** Opening DATA SECTION block **

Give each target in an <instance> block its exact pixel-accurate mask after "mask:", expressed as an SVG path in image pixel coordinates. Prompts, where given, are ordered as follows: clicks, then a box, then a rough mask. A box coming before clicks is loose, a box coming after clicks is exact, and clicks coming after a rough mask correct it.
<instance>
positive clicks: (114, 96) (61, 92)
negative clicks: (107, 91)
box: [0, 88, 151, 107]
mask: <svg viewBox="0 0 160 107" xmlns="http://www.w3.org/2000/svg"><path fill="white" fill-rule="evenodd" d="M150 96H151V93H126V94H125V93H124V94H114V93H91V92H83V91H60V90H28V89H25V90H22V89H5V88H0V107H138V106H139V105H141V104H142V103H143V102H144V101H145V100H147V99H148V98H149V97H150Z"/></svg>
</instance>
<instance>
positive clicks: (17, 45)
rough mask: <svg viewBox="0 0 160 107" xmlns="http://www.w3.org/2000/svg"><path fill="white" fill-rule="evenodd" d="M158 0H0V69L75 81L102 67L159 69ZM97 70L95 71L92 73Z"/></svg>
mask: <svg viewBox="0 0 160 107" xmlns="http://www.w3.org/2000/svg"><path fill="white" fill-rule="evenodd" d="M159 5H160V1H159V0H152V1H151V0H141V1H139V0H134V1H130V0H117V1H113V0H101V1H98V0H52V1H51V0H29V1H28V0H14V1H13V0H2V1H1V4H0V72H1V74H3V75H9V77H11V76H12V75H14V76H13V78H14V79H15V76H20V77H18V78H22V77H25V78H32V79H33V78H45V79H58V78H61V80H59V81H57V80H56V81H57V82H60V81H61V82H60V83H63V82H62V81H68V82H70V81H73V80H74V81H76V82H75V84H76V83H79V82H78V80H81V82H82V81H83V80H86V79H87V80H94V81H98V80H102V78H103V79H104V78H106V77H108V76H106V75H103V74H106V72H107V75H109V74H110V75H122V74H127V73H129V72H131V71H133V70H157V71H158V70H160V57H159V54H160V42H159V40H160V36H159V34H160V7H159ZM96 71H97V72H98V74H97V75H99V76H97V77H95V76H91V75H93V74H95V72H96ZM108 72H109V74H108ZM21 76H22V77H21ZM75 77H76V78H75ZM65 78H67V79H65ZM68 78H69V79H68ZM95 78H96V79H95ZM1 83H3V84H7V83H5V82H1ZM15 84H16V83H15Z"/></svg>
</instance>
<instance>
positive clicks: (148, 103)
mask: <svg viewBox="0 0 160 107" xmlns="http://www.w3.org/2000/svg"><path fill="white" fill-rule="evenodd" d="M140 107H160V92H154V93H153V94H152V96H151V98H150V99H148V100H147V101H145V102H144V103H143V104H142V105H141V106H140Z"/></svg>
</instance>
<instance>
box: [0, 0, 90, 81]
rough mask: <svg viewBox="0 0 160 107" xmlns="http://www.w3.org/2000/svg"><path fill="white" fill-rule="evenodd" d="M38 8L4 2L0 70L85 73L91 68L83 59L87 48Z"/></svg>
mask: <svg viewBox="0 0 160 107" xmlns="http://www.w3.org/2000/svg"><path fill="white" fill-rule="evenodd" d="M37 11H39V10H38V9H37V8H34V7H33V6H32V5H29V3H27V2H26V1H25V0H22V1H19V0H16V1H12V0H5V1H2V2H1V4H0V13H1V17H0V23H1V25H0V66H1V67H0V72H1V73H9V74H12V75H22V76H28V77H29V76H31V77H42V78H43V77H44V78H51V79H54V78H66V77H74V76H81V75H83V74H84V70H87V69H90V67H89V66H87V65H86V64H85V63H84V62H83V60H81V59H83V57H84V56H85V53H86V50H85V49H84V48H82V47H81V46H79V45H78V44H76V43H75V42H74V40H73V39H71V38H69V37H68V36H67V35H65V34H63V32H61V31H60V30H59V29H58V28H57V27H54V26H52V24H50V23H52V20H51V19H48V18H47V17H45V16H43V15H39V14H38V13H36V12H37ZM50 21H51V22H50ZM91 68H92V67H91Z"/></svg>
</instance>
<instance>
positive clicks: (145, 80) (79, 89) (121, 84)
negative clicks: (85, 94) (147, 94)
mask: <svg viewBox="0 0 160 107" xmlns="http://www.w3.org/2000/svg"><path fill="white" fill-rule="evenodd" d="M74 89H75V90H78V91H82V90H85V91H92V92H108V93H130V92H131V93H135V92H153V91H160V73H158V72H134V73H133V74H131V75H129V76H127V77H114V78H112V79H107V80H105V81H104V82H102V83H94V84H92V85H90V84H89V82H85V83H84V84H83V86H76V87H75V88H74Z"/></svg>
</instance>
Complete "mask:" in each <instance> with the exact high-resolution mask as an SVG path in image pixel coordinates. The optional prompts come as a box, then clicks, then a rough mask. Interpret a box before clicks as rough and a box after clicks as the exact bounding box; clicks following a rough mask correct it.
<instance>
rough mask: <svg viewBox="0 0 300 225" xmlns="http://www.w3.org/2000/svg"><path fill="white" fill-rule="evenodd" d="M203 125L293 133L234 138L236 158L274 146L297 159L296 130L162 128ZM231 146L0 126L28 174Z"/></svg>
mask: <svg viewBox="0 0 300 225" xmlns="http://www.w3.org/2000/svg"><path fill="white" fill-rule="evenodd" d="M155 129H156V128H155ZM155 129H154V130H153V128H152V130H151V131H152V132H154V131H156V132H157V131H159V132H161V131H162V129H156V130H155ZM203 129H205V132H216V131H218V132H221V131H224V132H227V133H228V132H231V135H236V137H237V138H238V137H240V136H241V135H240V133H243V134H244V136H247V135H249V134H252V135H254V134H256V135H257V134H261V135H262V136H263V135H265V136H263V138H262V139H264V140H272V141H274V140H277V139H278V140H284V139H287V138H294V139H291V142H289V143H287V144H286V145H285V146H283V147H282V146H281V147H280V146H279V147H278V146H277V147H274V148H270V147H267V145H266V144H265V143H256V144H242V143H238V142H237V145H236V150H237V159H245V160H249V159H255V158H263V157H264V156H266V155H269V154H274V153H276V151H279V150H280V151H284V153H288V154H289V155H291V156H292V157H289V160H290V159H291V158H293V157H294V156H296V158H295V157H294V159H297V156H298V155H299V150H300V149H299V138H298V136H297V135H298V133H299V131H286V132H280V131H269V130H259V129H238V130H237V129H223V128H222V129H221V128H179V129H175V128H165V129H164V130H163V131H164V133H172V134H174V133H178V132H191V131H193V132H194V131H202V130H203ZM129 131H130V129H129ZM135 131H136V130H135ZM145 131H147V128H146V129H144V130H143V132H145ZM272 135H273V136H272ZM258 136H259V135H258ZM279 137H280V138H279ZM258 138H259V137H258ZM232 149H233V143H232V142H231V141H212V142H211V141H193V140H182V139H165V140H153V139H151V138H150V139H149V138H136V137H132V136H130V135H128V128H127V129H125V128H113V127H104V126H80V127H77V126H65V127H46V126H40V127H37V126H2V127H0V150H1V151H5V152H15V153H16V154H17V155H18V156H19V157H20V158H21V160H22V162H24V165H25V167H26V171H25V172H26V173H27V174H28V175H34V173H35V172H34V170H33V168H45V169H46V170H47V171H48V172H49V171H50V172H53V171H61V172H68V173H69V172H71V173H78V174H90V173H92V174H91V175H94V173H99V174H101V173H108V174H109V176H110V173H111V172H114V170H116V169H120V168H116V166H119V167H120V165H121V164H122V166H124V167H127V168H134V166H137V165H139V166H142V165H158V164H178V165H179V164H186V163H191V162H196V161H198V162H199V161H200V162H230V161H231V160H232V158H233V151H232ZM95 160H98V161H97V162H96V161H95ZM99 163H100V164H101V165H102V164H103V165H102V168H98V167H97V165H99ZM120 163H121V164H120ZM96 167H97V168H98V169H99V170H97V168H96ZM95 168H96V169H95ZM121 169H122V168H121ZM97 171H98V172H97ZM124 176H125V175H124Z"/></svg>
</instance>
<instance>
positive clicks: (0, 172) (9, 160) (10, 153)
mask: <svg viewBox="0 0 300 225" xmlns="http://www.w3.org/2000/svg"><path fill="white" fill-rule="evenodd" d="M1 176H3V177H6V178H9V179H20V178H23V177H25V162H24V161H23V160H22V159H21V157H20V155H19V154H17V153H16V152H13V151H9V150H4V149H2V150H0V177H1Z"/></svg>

** Closing DATA SECTION block **

**WORK REQUEST**
Lines after the one containing "positive clicks: (114, 96) (61, 92)" are not wanted; repeat exactly each line above from the first up to and including it.

**RESPONSE FOR THIS EXERCISE**
Give each target in an <instance> block its exact pixel-accurate mask after "mask:", expressed as an SVG path in image pixel coordinates. Prompts, where given, are ordered as follows: clicks, then a box, then a rough mask. A box coming before clicks is loose, a box coming after clicks is exact, and clicks coming after a rough mask correct it.
<instance>
positive clicks: (114, 96) (61, 92)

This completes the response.